* _Istruzioni per l'esercizio_: Esprima come lista JSON di stringhe, una per riga e senza righe vuote, il tratto dell'elenco che va dalla riga contenente "Pick out one point on every instance of the dark window" fino alla riga contenente "[(114, 89), (498, 130), (93, 84)]", entrambe incluse.

Voci tratte da un dataset di puntamento:
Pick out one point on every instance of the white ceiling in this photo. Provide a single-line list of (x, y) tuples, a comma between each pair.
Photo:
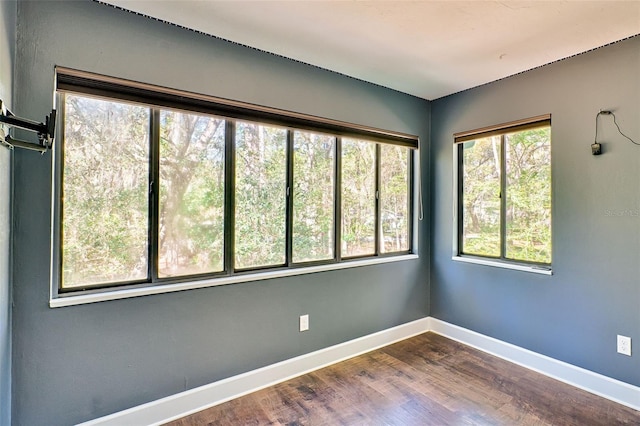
[(425, 48)]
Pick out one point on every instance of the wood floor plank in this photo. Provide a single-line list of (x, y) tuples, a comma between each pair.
[(425, 380)]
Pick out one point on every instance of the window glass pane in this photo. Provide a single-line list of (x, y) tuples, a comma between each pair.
[(481, 197), (313, 194), (261, 179), (105, 183), (358, 197), (394, 198), (191, 232), (528, 172)]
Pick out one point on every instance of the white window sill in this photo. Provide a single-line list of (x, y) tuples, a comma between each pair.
[(505, 265), (115, 294)]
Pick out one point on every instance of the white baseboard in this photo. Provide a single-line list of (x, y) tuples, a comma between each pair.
[(194, 400), (606, 387)]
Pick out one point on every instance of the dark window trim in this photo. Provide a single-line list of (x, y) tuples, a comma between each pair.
[(114, 89), (498, 130), (93, 84)]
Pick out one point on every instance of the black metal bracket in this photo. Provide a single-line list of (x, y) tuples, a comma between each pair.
[(44, 130)]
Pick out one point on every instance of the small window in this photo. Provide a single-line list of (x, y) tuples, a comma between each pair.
[(504, 192)]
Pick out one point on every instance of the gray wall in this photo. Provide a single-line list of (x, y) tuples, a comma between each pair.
[(76, 363), (594, 294), (7, 55)]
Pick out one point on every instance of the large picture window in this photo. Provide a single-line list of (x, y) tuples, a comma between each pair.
[(158, 188), (504, 192)]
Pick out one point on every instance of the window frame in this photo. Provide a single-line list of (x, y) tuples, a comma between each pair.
[(158, 99), (458, 222)]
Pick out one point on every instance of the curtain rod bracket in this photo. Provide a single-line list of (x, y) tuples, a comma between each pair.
[(44, 130)]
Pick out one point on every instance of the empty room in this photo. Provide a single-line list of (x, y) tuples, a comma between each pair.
[(319, 212)]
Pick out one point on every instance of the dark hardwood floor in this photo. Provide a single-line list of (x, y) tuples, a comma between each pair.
[(424, 380)]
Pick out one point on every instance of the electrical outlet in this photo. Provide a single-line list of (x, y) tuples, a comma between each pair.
[(624, 345), (304, 322)]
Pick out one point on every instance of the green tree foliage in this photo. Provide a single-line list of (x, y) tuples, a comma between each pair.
[(261, 180), (107, 222), (527, 196), (481, 197), (313, 196), (358, 197), (191, 232), (394, 198), (105, 187)]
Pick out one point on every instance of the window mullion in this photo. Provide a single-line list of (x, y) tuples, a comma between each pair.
[(289, 200), (337, 202), (378, 219), (154, 194), (229, 195), (503, 197)]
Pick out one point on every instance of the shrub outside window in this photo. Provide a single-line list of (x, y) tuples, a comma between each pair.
[(504, 192), (157, 188)]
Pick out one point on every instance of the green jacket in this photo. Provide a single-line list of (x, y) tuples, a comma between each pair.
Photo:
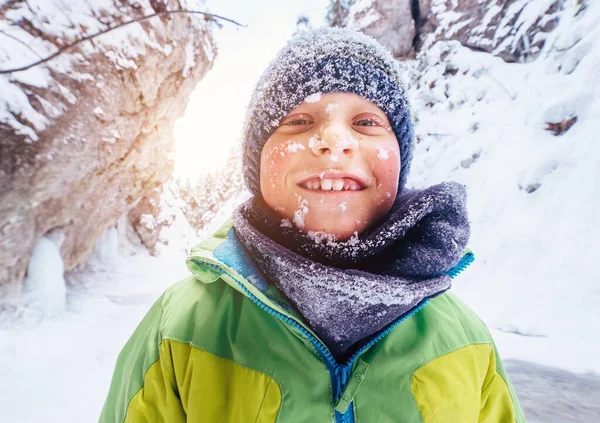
[(215, 348)]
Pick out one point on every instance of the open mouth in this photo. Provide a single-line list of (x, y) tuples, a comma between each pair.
[(332, 184)]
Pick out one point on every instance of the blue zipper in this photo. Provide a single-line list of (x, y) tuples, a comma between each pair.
[(338, 372)]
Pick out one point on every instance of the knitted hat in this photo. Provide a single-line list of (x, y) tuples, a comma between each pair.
[(322, 61)]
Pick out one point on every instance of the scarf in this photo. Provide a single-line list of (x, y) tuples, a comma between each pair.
[(348, 291)]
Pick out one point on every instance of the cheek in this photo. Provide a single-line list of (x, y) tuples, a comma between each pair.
[(385, 165), (275, 163)]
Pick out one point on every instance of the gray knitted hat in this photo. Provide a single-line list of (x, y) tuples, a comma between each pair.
[(322, 61)]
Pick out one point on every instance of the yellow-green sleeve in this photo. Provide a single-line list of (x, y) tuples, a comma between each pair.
[(143, 388)]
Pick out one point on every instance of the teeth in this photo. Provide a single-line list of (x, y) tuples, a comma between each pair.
[(345, 184), (338, 184)]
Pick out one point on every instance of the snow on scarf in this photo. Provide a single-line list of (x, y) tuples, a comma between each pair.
[(348, 291)]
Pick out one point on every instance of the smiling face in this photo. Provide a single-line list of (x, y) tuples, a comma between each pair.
[(332, 165)]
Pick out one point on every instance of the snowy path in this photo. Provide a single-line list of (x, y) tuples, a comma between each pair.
[(550, 395)]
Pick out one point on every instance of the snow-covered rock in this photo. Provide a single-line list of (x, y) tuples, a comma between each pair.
[(515, 30), (87, 134), (45, 283)]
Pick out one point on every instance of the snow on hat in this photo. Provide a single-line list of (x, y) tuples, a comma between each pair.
[(325, 60)]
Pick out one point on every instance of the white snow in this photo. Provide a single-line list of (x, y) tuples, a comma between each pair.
[(331, 108), (382, 153), (64, 364), (313, 98), (533, 196), (45, 283), (534, 280), (294, 146), (66, 21), (300, 213)]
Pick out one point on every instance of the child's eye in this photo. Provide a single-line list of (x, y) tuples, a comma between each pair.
[(366, 122), (369, 120), (297, 122)]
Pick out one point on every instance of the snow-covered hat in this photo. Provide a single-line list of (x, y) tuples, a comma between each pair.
[(321, 61)]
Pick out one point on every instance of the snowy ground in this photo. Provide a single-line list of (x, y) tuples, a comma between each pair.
[(533, 196), (533, 200)]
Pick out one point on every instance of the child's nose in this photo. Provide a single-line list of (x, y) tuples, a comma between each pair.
[(334, 140)]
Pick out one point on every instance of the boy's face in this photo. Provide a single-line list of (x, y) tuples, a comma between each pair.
[(332, 165)]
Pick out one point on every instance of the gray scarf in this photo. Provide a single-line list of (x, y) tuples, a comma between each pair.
[(348, 291)]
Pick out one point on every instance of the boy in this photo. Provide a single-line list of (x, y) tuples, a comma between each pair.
[(326, 299)]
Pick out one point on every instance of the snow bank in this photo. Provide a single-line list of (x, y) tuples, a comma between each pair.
[(533, 196)]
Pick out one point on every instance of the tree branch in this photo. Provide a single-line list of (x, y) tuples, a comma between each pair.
[(92, 36)]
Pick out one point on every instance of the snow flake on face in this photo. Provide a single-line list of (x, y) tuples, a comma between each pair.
[(313, 98), (294, 146), (331, 108), (300, 214), (382, 153)]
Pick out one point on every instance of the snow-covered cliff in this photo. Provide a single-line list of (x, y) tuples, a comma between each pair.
[(515, 30), (87, 134)]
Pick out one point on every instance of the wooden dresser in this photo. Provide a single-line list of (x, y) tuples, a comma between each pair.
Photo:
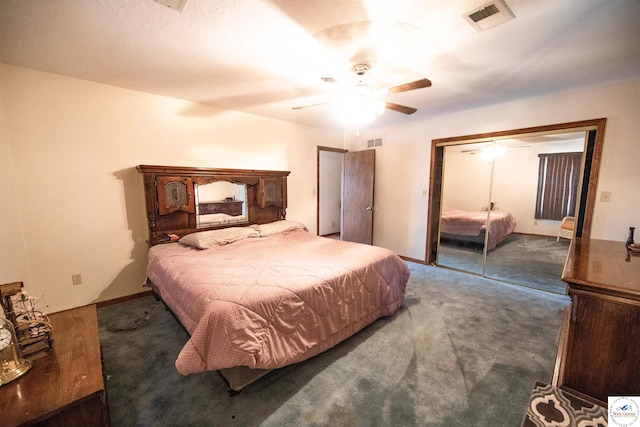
[(65, 386), (599, 354)]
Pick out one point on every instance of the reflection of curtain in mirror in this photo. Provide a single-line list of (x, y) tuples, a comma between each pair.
[(558, 178)]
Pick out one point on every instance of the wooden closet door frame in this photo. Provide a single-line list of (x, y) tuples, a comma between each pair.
[(589, 181)]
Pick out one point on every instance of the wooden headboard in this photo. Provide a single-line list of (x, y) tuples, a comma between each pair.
[(171, 204)]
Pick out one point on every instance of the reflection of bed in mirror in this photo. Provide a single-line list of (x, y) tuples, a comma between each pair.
[(470, 226)]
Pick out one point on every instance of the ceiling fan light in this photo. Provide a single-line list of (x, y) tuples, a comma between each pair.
[(360, 106)]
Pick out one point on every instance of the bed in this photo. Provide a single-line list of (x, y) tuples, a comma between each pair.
[(266, 294), (471, 226)]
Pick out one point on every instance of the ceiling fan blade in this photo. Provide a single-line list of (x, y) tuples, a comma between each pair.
[(400, 108), (300, 107), (418, 84)]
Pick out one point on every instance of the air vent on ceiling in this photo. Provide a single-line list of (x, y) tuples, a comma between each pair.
[(173, 4), (374, 142), (489, 15)]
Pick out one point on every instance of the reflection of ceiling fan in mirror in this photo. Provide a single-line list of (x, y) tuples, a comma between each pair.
[(361, 103)]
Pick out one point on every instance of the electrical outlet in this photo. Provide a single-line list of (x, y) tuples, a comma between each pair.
[(76, 279)]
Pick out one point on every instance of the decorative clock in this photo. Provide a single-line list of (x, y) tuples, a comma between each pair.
[(12, 365)]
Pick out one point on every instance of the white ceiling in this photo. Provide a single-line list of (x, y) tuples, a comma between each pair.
[(267, 56)]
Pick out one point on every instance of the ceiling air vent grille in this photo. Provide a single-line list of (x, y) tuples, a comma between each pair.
[(377, 142), (489, 15), (484, 13)]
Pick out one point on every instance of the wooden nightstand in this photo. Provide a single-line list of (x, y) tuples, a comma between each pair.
[(65, 386)]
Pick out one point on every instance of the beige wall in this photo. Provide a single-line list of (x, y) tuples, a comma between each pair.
[(72, 201), (402, 163)]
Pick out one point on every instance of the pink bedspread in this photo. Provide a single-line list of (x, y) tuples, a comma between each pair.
[(272, 301), (472, 223)]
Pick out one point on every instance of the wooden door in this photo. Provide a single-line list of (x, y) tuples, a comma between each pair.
[(357, 196)]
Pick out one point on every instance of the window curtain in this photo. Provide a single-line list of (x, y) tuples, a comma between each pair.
[(558, 179)]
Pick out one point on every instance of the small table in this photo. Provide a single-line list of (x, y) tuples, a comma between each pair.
[(65, 386)]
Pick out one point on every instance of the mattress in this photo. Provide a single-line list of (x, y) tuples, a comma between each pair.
[(268, 302), (457, 222)]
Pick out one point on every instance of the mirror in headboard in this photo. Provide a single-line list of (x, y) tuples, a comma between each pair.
[(182, 200)]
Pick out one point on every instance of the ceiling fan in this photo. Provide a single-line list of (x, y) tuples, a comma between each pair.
[(364, 96)]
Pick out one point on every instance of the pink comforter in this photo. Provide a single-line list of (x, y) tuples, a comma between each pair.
[(272, 301), (472, 223)]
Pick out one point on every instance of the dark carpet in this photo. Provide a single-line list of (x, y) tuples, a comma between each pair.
[(532, 261), (463, 351)]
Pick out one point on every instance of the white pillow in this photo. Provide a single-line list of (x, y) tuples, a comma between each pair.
[(222, 236), (281, 226)]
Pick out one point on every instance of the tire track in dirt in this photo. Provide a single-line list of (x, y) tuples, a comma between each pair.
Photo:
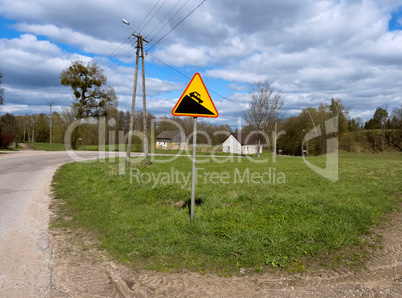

* _Esercizio svolto_:
[
  "Pick out one point on every instance of the dark window trim in this photo. Provide a single-line list of (x, y) tuples, a comma between each pair.",
  "[(114, 89), (498, 130), (93, 84)]"
]